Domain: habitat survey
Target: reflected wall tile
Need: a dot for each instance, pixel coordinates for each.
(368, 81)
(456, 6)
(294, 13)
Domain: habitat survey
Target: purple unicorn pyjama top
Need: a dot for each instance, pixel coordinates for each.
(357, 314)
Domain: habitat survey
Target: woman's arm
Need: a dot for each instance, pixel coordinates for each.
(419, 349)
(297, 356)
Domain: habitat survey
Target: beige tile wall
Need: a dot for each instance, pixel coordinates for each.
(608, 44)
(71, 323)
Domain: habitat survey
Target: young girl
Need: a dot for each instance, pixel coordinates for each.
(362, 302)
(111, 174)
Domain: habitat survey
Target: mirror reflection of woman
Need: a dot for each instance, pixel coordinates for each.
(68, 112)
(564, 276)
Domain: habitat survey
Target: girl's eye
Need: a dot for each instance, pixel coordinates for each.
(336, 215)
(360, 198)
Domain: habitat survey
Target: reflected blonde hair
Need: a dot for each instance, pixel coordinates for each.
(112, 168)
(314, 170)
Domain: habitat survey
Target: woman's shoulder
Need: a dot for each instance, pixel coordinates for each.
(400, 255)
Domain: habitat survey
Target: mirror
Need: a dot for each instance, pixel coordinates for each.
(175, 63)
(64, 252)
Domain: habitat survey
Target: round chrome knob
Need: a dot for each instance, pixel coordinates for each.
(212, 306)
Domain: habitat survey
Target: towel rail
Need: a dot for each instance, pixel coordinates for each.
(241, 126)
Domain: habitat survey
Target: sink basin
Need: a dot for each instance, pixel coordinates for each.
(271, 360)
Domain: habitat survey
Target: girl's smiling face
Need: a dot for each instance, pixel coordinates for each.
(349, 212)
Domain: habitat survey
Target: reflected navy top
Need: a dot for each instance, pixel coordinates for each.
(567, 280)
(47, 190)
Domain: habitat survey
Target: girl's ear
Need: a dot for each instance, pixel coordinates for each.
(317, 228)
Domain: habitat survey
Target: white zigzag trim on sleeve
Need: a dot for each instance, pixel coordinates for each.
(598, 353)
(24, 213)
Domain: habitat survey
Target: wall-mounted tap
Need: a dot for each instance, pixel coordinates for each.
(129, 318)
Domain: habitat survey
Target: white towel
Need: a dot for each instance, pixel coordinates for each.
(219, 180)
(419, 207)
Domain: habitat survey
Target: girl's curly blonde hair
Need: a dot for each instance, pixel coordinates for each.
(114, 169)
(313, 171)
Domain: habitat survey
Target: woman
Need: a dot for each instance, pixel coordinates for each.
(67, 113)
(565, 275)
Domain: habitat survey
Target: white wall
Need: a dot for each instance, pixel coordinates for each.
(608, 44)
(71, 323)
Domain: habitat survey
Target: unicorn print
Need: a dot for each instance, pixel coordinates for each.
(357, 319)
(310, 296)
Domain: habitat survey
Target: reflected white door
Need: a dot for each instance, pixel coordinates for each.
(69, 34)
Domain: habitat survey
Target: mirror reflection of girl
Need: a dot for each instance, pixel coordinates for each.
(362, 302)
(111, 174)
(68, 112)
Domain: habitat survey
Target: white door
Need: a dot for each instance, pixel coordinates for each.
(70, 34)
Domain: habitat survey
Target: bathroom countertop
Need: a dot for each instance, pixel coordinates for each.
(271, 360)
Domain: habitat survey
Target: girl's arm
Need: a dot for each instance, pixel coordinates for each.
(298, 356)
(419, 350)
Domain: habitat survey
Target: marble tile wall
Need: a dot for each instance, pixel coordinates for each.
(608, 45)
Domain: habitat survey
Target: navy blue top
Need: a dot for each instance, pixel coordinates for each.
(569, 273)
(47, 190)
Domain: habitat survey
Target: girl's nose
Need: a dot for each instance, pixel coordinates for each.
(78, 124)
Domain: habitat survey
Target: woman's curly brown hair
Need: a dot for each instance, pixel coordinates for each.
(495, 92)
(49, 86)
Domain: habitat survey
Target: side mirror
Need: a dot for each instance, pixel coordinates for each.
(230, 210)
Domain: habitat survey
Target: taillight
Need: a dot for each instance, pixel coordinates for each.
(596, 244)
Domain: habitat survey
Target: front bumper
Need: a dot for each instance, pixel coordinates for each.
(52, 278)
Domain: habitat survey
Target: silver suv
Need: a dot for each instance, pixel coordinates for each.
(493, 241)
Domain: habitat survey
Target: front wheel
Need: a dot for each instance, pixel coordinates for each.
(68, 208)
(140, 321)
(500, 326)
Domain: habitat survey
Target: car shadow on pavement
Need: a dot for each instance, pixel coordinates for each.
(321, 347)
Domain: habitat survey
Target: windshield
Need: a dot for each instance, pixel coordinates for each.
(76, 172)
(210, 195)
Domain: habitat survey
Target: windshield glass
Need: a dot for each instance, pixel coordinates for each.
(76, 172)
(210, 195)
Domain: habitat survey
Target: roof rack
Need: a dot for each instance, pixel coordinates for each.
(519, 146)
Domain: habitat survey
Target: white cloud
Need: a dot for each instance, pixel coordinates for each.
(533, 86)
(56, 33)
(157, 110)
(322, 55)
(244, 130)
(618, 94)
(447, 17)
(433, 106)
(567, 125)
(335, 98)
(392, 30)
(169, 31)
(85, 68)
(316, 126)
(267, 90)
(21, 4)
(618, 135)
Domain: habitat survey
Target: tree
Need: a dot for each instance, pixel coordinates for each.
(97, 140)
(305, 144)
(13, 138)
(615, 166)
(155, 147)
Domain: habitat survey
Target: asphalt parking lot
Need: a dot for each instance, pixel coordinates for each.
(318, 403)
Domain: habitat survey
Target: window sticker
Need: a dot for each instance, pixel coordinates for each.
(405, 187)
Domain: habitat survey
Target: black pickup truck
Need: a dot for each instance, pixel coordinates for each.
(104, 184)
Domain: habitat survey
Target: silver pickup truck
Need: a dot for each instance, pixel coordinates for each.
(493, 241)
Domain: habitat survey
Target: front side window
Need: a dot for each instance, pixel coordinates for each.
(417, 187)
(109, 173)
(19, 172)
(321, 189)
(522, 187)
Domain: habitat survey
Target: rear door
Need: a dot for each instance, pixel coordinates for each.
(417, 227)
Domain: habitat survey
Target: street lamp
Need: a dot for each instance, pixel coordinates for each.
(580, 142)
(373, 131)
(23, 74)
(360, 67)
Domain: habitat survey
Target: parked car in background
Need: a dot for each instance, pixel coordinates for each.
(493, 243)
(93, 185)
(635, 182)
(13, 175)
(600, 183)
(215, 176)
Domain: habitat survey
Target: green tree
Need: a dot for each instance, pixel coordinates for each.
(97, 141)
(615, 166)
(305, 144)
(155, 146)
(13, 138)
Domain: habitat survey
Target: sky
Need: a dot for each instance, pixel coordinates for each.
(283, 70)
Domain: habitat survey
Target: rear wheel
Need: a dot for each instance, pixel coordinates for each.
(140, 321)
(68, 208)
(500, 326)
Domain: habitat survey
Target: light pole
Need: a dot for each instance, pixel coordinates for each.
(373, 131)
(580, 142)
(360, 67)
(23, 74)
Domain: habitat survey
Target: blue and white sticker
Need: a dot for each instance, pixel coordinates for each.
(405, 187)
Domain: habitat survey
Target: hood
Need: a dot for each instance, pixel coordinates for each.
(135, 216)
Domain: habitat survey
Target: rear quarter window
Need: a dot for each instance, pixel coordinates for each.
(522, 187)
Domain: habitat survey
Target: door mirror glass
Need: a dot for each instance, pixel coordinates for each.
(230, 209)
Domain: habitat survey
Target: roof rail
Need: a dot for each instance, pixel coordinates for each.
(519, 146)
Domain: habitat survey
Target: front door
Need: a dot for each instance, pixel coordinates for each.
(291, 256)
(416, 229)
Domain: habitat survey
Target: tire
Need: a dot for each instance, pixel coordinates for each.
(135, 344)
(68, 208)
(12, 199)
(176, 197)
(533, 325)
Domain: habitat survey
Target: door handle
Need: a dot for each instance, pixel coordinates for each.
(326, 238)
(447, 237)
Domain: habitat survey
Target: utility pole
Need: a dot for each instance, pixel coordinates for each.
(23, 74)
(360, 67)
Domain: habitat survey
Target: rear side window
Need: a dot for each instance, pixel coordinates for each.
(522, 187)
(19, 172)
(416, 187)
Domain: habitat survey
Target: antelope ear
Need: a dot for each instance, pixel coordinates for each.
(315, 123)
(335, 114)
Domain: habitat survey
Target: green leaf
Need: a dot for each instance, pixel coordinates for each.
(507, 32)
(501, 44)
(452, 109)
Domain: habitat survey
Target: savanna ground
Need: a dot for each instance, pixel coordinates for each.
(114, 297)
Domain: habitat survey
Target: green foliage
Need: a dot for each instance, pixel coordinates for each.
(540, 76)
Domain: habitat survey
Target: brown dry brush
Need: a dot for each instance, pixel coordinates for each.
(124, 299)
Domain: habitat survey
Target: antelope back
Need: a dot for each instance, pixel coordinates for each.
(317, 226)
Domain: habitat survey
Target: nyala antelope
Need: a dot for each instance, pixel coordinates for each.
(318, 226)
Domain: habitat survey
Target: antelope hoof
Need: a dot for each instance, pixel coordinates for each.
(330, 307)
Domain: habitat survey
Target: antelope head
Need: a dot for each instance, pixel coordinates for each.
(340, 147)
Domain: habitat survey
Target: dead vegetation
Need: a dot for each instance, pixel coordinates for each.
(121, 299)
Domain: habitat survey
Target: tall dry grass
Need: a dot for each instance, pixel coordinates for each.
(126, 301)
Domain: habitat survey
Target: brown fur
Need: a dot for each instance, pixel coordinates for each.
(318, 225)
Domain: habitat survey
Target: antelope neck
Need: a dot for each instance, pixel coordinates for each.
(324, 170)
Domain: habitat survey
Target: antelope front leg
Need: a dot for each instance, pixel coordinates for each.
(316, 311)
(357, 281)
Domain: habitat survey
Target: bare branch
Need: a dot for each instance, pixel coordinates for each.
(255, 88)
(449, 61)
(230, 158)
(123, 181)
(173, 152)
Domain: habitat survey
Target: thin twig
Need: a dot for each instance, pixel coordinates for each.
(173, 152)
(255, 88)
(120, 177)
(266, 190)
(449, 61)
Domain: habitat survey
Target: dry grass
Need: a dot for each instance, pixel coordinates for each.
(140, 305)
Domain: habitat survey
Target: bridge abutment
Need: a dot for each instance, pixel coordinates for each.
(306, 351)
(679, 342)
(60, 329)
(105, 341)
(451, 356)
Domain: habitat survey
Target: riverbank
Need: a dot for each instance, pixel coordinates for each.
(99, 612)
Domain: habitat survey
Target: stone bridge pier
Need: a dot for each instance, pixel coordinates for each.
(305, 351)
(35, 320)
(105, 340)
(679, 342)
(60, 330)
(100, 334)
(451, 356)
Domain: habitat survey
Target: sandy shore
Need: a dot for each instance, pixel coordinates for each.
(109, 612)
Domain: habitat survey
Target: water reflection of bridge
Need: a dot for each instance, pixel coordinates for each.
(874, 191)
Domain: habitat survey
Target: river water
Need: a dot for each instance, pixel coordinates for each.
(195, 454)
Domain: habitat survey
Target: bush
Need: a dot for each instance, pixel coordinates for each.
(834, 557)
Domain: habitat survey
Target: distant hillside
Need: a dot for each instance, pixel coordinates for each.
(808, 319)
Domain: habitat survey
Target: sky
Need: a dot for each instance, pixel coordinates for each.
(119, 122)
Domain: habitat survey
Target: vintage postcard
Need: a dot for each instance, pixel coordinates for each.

• • •

EXERCISE DIRECTIONS:
Pick out and copy every line in the records above that contains the string "pickup". Count a match only when the case is the same.

OUTPUT OF THE EXERCISE:
Target: black pickup truck
Target: silver pickup truck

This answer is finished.